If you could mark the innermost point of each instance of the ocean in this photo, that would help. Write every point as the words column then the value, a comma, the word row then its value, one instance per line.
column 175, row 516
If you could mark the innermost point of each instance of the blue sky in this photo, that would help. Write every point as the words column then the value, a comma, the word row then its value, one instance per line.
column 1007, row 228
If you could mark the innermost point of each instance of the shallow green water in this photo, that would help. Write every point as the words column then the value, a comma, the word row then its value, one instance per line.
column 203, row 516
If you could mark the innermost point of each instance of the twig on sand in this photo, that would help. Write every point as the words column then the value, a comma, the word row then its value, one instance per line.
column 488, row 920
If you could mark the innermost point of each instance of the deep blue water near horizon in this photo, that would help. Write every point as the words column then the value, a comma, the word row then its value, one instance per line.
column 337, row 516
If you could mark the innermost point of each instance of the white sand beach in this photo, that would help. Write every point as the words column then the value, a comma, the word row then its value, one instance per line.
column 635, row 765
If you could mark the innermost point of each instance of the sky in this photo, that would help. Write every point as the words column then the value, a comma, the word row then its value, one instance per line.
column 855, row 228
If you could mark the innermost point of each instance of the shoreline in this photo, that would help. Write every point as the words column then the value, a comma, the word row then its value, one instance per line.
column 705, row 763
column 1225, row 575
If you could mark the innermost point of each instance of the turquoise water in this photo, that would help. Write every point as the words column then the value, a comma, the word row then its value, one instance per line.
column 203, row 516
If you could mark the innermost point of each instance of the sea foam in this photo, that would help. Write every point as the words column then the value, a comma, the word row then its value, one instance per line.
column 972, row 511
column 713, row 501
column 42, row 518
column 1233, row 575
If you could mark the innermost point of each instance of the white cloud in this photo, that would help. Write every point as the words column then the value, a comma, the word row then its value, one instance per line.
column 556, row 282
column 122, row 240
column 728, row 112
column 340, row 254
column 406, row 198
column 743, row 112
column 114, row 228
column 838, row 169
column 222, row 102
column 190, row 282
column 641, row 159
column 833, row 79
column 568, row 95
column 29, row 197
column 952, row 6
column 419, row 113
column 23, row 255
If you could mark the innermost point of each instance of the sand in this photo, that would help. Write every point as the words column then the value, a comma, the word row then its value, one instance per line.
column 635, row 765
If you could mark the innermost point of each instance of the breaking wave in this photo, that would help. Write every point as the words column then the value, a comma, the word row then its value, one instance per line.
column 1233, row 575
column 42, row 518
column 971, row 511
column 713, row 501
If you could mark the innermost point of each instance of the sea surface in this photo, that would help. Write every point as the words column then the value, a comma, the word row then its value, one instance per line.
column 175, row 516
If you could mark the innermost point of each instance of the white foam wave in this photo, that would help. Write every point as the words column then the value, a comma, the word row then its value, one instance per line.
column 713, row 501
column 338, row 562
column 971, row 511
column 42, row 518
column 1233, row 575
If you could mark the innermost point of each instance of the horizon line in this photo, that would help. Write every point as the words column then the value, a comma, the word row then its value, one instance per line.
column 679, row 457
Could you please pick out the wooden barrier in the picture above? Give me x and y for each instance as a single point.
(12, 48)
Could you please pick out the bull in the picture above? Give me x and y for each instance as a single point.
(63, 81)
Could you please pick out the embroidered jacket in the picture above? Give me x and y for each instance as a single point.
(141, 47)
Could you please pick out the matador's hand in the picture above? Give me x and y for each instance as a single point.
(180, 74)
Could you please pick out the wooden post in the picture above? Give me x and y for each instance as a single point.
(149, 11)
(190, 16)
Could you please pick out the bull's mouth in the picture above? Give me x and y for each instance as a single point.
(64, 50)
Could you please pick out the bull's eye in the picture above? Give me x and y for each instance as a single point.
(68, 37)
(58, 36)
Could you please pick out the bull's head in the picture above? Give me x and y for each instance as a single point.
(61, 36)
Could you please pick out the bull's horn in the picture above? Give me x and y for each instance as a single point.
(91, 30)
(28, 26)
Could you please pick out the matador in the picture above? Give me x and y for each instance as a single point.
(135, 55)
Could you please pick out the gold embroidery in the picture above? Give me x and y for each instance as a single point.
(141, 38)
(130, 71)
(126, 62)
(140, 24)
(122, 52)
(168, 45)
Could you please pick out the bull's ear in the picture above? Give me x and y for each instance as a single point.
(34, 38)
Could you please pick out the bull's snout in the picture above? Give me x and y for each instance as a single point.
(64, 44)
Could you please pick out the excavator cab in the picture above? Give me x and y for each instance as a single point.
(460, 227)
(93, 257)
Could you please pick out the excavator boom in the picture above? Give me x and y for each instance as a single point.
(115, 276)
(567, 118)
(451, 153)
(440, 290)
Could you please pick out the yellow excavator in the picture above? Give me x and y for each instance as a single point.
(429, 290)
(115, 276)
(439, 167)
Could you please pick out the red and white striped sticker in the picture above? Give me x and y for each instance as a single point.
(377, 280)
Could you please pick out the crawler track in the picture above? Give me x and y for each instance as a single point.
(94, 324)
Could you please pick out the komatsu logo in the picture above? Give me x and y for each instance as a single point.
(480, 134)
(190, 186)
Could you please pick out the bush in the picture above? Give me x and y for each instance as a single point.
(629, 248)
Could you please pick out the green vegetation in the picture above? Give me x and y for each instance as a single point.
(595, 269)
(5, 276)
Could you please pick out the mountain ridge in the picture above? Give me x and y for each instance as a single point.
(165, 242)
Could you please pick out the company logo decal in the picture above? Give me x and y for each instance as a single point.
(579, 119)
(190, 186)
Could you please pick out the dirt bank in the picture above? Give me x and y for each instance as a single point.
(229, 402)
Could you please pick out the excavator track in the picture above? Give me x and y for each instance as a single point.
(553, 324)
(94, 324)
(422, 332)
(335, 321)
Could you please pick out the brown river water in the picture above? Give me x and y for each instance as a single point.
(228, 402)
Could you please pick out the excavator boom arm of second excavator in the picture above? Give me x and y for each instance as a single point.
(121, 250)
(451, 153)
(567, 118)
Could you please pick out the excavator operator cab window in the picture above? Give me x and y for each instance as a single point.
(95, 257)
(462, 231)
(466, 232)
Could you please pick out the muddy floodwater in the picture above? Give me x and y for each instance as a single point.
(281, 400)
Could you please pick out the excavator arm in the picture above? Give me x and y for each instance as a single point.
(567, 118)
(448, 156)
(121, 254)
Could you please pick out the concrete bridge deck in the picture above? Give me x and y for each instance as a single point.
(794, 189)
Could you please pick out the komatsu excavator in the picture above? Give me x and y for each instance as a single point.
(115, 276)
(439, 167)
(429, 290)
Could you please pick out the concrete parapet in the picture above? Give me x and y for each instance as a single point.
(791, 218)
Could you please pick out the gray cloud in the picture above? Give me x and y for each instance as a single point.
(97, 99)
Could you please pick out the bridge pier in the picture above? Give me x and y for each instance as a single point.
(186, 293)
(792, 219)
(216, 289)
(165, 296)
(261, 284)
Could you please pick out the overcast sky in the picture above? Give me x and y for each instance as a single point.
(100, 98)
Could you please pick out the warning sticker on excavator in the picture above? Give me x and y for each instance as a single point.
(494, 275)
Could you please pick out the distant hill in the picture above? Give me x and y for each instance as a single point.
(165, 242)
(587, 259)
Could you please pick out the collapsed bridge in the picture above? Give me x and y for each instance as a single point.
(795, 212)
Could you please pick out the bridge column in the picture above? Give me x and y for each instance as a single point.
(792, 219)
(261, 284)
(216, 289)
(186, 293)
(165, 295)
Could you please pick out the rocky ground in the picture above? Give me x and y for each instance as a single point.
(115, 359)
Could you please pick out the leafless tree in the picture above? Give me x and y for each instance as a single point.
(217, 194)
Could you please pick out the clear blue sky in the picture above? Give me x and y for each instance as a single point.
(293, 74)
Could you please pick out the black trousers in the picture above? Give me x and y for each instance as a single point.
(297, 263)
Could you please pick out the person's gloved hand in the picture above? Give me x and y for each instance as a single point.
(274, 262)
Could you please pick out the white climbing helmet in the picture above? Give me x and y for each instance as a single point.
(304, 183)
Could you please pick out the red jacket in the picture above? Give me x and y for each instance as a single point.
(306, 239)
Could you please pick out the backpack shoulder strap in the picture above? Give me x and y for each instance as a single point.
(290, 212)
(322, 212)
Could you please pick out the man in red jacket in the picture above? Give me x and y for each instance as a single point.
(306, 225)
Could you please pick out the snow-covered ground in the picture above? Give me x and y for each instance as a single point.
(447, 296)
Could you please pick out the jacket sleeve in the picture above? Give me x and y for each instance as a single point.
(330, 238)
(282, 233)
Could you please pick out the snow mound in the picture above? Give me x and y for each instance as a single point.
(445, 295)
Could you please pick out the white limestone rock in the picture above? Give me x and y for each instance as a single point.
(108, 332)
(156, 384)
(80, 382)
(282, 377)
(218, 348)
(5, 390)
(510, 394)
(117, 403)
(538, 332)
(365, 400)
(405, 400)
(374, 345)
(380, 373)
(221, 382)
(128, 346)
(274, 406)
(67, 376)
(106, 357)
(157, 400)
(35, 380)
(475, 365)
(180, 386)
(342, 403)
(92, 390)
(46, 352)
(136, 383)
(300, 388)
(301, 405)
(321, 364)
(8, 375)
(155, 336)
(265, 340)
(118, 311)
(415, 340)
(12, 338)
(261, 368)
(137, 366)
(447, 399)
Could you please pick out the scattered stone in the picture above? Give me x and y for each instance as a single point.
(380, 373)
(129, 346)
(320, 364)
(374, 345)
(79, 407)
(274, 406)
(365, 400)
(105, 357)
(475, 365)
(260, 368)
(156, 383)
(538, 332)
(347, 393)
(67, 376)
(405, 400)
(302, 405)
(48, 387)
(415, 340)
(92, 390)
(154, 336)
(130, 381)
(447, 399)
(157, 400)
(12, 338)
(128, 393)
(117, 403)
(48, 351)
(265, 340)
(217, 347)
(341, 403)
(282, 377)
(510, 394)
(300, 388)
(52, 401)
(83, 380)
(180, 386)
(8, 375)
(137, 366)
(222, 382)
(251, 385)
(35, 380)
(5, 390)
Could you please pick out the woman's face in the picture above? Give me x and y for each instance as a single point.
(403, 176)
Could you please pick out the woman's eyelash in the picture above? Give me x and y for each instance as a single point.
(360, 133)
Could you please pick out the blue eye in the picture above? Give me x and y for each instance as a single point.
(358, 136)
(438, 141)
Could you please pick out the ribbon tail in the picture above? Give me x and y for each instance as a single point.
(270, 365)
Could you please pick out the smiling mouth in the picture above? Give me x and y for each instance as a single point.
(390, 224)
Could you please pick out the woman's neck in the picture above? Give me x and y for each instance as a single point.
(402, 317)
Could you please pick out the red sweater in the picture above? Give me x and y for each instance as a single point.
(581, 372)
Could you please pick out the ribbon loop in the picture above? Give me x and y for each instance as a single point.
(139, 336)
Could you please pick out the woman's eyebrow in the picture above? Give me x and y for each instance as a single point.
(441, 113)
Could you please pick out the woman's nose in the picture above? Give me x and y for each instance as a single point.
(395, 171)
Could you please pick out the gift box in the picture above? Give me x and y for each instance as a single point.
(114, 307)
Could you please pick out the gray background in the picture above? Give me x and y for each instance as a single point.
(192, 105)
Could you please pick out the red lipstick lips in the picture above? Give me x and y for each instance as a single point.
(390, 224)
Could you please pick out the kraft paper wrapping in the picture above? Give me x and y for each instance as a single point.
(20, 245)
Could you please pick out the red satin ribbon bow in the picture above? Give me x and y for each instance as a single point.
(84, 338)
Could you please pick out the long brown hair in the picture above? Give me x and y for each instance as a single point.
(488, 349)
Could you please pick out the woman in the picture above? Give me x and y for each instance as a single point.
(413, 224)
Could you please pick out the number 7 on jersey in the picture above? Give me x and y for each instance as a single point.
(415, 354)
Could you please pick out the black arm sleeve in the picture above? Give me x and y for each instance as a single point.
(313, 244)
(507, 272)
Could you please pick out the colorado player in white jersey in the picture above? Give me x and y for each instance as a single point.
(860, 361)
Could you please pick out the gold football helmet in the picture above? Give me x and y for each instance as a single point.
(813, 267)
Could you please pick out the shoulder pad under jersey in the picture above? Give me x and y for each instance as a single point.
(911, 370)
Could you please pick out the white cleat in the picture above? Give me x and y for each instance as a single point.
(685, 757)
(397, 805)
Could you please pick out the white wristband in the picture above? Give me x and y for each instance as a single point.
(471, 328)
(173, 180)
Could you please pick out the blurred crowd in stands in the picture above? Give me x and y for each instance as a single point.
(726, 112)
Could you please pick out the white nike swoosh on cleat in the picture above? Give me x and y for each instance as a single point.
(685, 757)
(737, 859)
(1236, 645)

== Work required ==
Print from the line containing "Could you please pick out the long" to the last line above, exactly as written.

== Output for this exercise ==
Could you please pick out the long brown hair in the picture above? Give me x and y for each instance as a single point.
(488, 349)
Could you please pick out the woman in the picture above? Give me x and y for each instance as a single point.
(413, 224)
Could you please pick out the number 7 on jersey in the picture above? Give me x and y for each instance as a single point.
(415, 354)
Could you please pick out the black arm sleeve in the picture above? Give me x and y for each instance as a single point.
(313, 244)
(507, 272)
Could you please pick out the colorado player in white jersey in the picture above? Give me x and y for each instance as a single point.
(860, 361)
Could you please pick out the gold football helmet in the picture above? Give me x and y for each instance as a single point.
(813, 267)
Could you please pick out the shoulder pad under jersey in the picture above? Give me x and y for each instance as a single point.
(911, 370)
Could you please pick out the white cleat in the picture above? Give me x and y for each instance as a single point.
(685, 757)
(397, 805)
Could you please pick out the white wristband in the picture above? Give me x and y for each instance as a single point.
(471, 328)
(173, 180)
Could you please pick out the blurred crowd in stands in the picture above? Give me x and y for each instance as a single point.
(726, 112)
Could you please pick out the white nike swoosh on cleat in the picture above? Give me x and y for each instance as a single point.
(685, 757)
(737, 859)
(1236, 645)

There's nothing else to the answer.